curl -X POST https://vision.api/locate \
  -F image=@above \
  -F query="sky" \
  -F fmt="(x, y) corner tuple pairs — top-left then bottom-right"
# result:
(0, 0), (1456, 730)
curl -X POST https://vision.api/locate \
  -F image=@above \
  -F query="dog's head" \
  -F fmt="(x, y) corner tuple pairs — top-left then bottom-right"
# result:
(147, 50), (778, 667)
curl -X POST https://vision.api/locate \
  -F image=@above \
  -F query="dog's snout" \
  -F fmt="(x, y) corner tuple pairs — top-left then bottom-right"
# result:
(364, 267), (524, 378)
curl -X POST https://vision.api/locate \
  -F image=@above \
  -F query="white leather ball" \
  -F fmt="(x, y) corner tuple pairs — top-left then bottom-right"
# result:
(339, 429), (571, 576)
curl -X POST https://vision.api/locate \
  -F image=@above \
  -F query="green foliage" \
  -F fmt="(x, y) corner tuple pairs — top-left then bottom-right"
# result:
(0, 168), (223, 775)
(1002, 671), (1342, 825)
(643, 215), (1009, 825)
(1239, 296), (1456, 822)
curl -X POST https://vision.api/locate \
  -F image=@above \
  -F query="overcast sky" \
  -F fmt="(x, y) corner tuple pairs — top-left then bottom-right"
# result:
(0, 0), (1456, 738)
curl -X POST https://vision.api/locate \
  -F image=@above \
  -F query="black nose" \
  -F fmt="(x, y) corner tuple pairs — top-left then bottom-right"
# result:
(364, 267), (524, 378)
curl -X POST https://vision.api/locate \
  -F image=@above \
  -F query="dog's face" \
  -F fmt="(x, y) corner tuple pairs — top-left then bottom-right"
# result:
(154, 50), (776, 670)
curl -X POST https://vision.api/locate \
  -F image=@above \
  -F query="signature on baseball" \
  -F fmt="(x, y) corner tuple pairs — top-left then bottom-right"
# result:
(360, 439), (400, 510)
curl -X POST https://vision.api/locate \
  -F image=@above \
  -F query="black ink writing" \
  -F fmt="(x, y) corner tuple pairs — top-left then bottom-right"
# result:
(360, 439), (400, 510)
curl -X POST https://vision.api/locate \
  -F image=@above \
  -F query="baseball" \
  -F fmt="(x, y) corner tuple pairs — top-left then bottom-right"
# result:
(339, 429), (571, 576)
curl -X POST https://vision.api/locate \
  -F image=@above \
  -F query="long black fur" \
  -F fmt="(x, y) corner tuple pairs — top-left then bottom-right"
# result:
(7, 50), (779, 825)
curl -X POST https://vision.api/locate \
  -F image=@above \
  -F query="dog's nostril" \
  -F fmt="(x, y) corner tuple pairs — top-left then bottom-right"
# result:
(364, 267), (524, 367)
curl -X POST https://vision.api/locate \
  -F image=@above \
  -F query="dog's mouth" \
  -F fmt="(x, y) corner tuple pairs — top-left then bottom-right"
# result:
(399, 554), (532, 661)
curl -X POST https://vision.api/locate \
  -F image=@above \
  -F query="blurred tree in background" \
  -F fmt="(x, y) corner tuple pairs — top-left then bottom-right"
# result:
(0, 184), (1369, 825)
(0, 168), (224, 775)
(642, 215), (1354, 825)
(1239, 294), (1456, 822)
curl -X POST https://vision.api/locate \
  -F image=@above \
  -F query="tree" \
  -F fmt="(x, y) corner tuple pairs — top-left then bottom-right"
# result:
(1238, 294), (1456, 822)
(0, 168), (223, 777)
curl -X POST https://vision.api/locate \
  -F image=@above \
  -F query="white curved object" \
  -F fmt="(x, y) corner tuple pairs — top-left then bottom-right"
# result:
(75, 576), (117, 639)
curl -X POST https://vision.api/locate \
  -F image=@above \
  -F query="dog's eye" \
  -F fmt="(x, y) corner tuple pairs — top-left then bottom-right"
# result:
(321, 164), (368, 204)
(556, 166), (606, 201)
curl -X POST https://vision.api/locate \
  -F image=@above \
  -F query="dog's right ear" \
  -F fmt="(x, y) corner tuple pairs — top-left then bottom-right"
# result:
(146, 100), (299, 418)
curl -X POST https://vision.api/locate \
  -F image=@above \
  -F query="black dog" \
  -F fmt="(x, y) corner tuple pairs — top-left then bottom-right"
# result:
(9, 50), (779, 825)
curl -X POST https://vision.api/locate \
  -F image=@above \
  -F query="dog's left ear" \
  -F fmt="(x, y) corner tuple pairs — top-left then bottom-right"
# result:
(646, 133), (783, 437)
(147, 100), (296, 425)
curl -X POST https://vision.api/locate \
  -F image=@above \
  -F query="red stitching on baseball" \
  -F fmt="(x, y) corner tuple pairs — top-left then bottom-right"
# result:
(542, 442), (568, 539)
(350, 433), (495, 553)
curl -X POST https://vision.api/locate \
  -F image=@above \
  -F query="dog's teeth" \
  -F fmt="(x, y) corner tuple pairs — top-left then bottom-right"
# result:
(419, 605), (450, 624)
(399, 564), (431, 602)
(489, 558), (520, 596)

■ ■ ■ ■ ■ ■ ■

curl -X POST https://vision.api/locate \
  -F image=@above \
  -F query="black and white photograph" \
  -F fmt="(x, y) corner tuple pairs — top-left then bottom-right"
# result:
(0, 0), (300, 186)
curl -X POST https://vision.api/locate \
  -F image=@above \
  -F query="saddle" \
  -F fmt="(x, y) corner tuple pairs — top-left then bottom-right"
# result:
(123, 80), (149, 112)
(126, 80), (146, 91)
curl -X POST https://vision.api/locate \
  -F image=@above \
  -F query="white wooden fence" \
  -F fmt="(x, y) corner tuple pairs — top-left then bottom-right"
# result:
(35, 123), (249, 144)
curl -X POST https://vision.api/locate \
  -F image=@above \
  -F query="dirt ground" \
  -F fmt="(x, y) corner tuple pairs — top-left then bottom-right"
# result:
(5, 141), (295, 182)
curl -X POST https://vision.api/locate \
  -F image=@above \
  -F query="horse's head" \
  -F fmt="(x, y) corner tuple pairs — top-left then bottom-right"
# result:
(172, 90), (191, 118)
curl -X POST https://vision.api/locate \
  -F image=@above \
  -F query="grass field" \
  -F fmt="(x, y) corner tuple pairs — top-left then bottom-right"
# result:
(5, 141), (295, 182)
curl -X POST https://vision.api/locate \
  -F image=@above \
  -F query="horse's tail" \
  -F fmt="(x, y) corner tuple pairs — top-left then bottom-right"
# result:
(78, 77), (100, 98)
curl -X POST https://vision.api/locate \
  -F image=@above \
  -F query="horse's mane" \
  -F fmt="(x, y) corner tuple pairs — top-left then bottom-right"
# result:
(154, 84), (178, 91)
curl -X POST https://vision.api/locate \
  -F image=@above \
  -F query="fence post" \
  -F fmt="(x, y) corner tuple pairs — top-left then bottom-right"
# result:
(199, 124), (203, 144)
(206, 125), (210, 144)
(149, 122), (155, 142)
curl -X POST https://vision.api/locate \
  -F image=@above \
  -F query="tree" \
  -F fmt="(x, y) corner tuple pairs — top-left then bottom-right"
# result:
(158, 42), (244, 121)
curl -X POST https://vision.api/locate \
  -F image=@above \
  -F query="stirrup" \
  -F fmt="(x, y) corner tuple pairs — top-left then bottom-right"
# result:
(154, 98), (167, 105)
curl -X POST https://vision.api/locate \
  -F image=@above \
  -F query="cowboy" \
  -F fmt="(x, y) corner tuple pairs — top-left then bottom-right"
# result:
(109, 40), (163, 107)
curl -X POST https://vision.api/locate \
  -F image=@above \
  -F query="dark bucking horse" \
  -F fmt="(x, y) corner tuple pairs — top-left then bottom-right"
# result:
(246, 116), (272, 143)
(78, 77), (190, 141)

■ ■ ■ ■ ■ ■ ■

Locate every line in the material above that contains the word "fence", and copy each of those lines.

  -F query="white wooden fence" \
  -F query="fence post" \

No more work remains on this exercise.